**What you need to do:** Please reproduce all of the listing below exactly and drop its images.

Available data START

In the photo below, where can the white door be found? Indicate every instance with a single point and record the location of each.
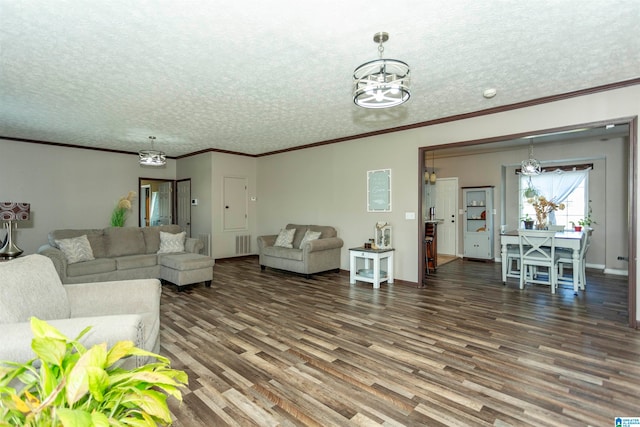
(236, 204)
(447, 209)
(164, 203)
(183, 211)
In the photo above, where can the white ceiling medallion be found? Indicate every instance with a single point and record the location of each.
(381, 83)
(152, 157)
(489, 93)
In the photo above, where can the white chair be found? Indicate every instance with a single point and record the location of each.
(566, 257)
(538, 250)
(513, 257)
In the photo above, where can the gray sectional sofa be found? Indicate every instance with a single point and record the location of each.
(123, 253)
(116, 311)
(314, 256)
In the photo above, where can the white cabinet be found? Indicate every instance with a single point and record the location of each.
(478, 222)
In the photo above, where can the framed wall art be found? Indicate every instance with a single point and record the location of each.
(379, 190)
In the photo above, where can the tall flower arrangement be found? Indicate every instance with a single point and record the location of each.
(120, 212)
(543, 207)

Available data END

**Solution for this task:**
In the photo below, where can the white door be found? Indicate every instance with a single point and record the location of each.
(236, 204)
(447, 209)
(164, 203)
(183, 211)
In the photo above, where can the white ceiling medallion be found? Indicate every instance with a single point and record the location of each.
(381, 83)
(152, 157)
(489, 93)
In the photo above, where can the white chair be found? Indicate every instance with a single point and record the location of each.
(566, 257)
(538, 250)
(513, 257)
In the photo above, where can the gray sectional sofa be found? Indicate every instance with a single point and record the location of each.
(123, 253)
(116, 311)
(314, 256)
In the photo above, where can the white cabinet be found? Indicate every instance with a single point and record the location of each.
(478, 222)
In the photo above, where can the framed wall art be found? Indicate every instance with a single point and record the location of each.
(379, 190)
In the photo above, where can the tall flower arrangement be found? Indicate every instance with a single point and record the location of each.
(120, 212)
(543, 207)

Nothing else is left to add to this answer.